REQUIRED TASK: Reproduce every entry below verbatim, omitting the pictures.

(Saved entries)
· · · · · · ·
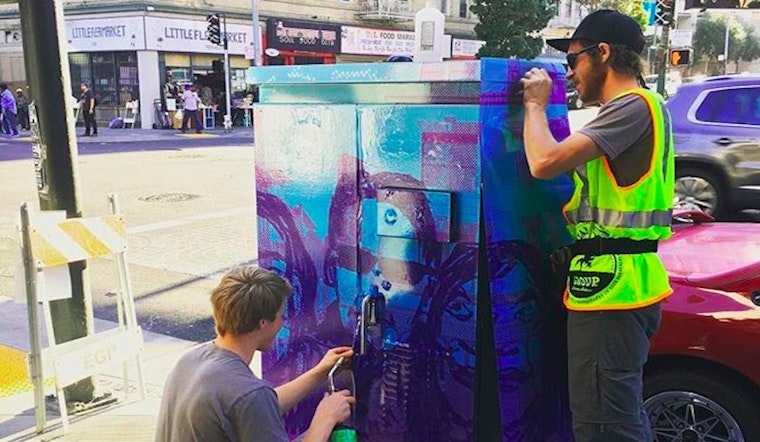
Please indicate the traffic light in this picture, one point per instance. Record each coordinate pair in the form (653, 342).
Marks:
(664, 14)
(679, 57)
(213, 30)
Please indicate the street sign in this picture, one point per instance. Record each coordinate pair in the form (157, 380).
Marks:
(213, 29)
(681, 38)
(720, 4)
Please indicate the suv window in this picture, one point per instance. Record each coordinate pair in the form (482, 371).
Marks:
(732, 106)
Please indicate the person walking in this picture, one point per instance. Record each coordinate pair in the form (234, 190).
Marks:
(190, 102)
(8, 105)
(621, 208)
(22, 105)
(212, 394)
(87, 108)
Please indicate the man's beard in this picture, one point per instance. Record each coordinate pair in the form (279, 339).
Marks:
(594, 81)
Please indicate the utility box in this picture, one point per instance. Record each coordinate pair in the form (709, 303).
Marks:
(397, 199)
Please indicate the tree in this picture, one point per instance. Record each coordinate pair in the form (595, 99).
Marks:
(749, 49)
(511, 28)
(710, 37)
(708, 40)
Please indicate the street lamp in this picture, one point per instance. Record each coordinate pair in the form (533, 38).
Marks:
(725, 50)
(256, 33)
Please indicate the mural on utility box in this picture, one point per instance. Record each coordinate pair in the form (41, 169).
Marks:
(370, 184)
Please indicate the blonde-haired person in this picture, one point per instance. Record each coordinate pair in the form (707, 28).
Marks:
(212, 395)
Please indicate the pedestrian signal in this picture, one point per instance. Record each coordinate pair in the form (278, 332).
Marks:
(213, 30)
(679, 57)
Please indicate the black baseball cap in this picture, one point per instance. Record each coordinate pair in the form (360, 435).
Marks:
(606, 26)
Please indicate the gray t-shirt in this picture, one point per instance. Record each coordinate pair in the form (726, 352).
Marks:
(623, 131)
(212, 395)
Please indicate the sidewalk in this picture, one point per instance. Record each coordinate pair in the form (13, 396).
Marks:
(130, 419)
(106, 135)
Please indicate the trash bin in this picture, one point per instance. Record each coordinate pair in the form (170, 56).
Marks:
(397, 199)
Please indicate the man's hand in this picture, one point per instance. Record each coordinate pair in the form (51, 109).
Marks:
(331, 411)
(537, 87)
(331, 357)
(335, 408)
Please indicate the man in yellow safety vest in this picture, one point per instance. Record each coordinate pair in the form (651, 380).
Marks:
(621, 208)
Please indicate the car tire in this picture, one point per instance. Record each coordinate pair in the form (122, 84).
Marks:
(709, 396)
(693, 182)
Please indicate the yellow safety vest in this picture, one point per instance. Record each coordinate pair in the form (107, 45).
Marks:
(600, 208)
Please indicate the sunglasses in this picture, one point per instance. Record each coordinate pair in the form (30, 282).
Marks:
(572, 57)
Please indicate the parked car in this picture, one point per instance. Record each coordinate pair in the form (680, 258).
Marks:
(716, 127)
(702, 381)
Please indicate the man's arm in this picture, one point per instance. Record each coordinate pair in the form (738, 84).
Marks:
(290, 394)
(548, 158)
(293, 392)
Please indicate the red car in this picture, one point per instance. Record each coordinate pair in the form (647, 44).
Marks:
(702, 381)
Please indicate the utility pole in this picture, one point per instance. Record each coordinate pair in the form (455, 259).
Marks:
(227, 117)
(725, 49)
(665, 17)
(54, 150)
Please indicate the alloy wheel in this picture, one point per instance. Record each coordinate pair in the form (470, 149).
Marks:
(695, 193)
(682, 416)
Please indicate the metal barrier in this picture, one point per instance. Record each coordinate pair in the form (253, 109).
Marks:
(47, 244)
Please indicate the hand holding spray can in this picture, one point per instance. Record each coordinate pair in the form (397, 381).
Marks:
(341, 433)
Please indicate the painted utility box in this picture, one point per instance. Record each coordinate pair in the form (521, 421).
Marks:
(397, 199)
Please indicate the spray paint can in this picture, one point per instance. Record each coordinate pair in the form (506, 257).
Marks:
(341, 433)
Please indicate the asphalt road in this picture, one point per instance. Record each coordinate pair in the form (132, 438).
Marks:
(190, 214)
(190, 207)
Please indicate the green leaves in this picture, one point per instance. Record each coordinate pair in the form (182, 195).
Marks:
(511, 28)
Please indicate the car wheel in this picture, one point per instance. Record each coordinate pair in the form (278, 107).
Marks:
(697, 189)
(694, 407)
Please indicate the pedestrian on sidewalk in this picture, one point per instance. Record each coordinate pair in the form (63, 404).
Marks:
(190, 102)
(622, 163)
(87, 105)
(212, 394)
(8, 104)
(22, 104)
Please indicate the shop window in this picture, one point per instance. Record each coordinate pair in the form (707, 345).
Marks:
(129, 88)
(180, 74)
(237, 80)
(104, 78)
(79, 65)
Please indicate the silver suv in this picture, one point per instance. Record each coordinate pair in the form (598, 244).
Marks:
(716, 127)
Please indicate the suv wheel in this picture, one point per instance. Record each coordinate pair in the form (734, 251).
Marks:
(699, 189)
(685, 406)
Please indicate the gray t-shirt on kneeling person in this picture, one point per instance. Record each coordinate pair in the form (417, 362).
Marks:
· · · · · · ·
EXERCISE SOLUTION:
Please indicate the traffic light in this picture, one point per instance. Record each coordinate pair in the form (653, 342).
Marks:
(664, 14)
(679, 57)
(213, 30)
Please indicate the street sign in this picture, one point per instance. Record each coordinate pair in the form (157, 380).
Marks:
(213, 29)
(681, 38)
(720, 4)
Please indicate the suv window in this picture, one point per instance. Record each coordinate pair in the form (482, 371).
Marks:
(732, 106)
Please indicate the person walking in this picture, one point per instance. Record each coordinate pair in the form (234, 190).
Marks:
(190, 102)
(8, 105)
(621, 208)
(22, 105)
(212, 394)
(87, 108)
Please indicate the man's beard in this picture, one point per instance. Record each coordinate pair in the form (279, 339).
Marks:
(594, 81)
Please indicate the utility box in this picture, one point per instance. Record each coordinate pair in the form (709, 303).
Marks:
(397, 199)
Please indicate the tree in this picture, one point per instance. Record each coordinate pair in the form (595, 99).
Marks:
(749, 49)
(511, 28)
(710, 37)
(708, 40)
Please indicate the street lamp in this picture, one point per instance. Record each coordinate pair in the form (533, 38).
Marks:
(725, 50)
(256, 33)
Please indicate the mural on utility box in this picture, one point per instance. Record each coordinate pair in the form (41, 169).
Marks:
(370, 184)
Please indicate the blonde-haired person in this picture, one point per instance. Record each coordinate pair in the form (707, 28).
Marks:
(212, 395)
Please indicate the pedestrian signal in this picture, one point per instance. Record each coordinate pair in the form (278, 332).
Marks:
(213, 30)
(679, 57)
Please indicate the black baseball cap in this picture, one point per instance. Record each coordinate pair in the form (360, 435).
Marks:
(606, 26)
Please indicate the gray t-shirt in this picture, one point per instance. Record each coordinate pair in the form (726, 352).
Marks:
(623, 131)
(212, 395)
Please indicate the sidewalk in this picture, one point per instance. Record each coordinate pair in the form (13, 396).
Marks:
(130, 419)
(106, 135)
Please indicate the trash bin in this picture, one point per instance. Record each coordinate pair in the form (170, 56).
Marks:
(397, 199)
Please indicate the man's hand in this picture, one point per instance. Record each coordinate pair in the form (51, 109).
Marks:
(331, 411)
(537, 87)
(331, 357)
(335, 408)
Please indicate the man in yellow safety vest in this picture, one point per instance. Record each coordinate pair in the form (651, 380).
Marks:
(621, 208)
Please indicate the car tire in this picture, one point per instance. Record each coordinate pair in the form (122, 84).
Marks:
(709, 396)
(693, 182)
Please indicate the yellow safety vest in this picture, one point per instance. Record each coordinate pair in the form (107, 45).
Marks:
(600, 208)
Please indicate the sunglasses in this picture, one point per instance. Record each coordinate pair in the form (30, 282).
Marks:
(572, 57)
Please indicate the parked car in this picture, one point per instance. Record each coordinate pair in the form (680, 258).
Marks:
(716, 127)
(702, 381)
Please indicate the man's arm in this picture, one point per instance. Record each coordinate pair in the form (738, 84).
Marks:
(290, 394)
(548, 158)
(293, 392)
Please indicate the red car in this picture, one point per instance. Record each coordinate pair in the form (647, 44).
Marks:
(702, 381)
Please indicate the utility pole in this picture, one point per instance. Record each coordinate pair in the form (455, 259).
Marks:
(227, 117)
(725, 49)
(665, 17)
(54, 150)
Please indicate the alloy wheel in this picture, one point per instance. Record each coordinate pair in the form (470, 149).
Marks:
(695, 193)
(682, 416)
Please indicate the metal barrier in this picture, one point per instance. Record each coordinate pair in the form (253, 109).
Marks:
(47, 244)
Please indicate the hand holding spray can in this picture, one point per instance. Record each coordinate pair in the form (397, 381).
Marks:
(341, 433)
Please indicate the painted utility box in this picture, one point per instance. Record each coordinate pair in the form (521, 421).
Marks:
(397, 199)
Please indicate the spray paint can in this picture, one point per instance. Record each coordinate pair in the form (506, 257).
Marks:
(341, 433)
Please indicate the asphalt road in this picture, one point per instance. Record each coordinate pair in the form (132, 438).
Marks:
(190, 214)
(190, 207)
Please indicate the green leaves in this picture, one point per instance. Record each coordinate pair in the form (182, 195).
Marks:
(511, 28)
Please indicate the car wheel in this picture, one point per instance. Record each coordinate pair in the form (278, 107).
Marks:
(697, 189)
(694, 407)
Please indicate the pedestrian on sidewalk in this picture, one point per instance. Record each coordinate pair in the form (63, 404).
Marks:
(190, 102)
(622, 163)
(87, 105)
(212, 394)
(8, 104)
(22, 104)
Please indicate the shop window in this picture, one point per instance. Record each coordinate pair in the form (707, 345).
Marks:
(129, 88)
(180, 74)
(237, 80)
(104, 78)
(79, 65)
Please indicate the silver suv in this picture, one point per instance. Record each coordinate pair in the form (598, 244).
Marks:
(716, 127)
Please indicate the suv wheel in this picture, one point per instance. Record each coordinate pair in the form (734, 251).
Marks:
(699, 189)
(685, 406)
Please indicate the gray t-shirt on kneeling person in this picture, one point per instance. Record each coordinate pair in the form (417, 362).
Marks:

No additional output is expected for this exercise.